Data entries:
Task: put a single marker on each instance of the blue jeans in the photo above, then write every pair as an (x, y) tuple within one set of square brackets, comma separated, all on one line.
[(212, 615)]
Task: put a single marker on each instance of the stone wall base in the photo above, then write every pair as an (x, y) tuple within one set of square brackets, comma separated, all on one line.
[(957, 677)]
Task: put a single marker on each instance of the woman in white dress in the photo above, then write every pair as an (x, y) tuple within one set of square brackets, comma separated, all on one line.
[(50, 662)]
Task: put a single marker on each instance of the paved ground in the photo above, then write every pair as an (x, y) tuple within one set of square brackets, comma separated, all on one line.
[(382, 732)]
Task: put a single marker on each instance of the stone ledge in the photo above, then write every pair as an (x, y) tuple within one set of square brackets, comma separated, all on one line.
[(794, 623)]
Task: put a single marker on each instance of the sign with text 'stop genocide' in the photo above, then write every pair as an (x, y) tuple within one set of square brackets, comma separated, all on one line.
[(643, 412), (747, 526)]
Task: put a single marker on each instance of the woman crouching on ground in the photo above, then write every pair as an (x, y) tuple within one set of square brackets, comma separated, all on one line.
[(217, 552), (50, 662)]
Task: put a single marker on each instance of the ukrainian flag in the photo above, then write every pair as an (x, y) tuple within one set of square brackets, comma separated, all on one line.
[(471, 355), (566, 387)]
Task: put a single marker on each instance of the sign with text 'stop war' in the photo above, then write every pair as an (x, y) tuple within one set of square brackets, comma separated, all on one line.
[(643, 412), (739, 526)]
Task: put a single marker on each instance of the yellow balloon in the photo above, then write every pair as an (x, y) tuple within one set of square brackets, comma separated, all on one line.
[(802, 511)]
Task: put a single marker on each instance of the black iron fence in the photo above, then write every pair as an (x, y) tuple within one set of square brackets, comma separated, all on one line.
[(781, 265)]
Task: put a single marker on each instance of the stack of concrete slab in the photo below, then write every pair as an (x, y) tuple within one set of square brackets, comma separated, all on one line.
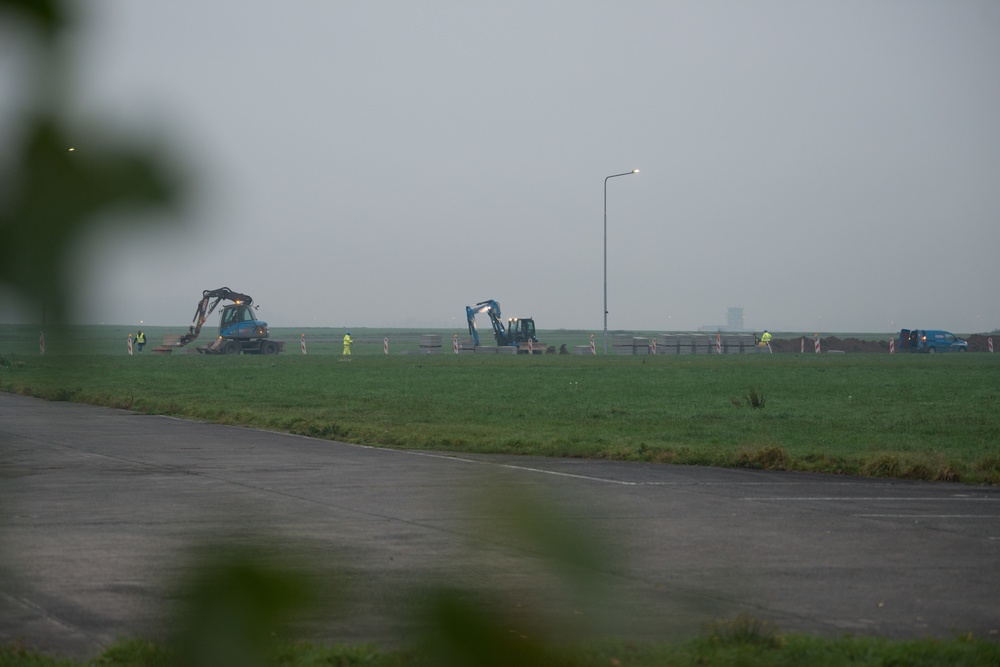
...
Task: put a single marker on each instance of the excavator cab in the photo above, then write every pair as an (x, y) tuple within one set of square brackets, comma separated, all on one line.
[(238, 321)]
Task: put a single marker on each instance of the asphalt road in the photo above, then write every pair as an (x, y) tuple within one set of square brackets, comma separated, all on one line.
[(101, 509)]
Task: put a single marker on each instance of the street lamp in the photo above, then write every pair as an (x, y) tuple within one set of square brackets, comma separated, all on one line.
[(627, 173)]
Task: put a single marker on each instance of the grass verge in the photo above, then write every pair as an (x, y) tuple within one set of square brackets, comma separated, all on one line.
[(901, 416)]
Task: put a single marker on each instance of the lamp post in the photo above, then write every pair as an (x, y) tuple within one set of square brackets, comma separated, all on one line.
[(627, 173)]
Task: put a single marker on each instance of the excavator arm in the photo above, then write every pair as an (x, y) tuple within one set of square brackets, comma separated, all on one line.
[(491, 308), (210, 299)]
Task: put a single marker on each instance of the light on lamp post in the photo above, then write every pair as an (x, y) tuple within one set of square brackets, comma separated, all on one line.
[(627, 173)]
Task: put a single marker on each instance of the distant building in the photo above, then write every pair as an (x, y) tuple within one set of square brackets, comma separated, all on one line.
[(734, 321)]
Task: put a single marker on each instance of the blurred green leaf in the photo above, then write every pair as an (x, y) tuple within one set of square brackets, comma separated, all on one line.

Brief: Rewrite the records from the line containing "Task: put a single marker on each instance of the ukrainian" through the line containing "Task: put a single marker on each instance of the stack", with "marker" swapped for "point" and nothing else changed.

Exercise output:
Task: put a single point on each instance of the ukrainian flag in the photo above, then write every pair as an (x, y) tuple within one set of square brackets, comma separated, all on one line.
[(471, 355), (566, 387)]
Task: put a single point on each instance of the sign with text 'stop war' in the photo above, then write every pair as an (x, y) tuple within one set of square brackets, comma separated, all on one line.
[(643, 412), (739, 526)]
Task: put a single point on each instance of the yellow balloon in the photo above, then write every pair as an (x, y) tuple within one set of square brackets, comma separated, all on one line.
[(802, 511)]
Task: put a single point on each instance of the black iron fence in the photo above, then write every pair as an (x, y) tuple within one set of square brackets, comma separated, all on one line.
[(781, 265)]
Task: put a single point on each instance of the stack of concrete slab in the photo below, then write every pair as an (x, y) tuple within one set of square brackets, comma separated, all on one line.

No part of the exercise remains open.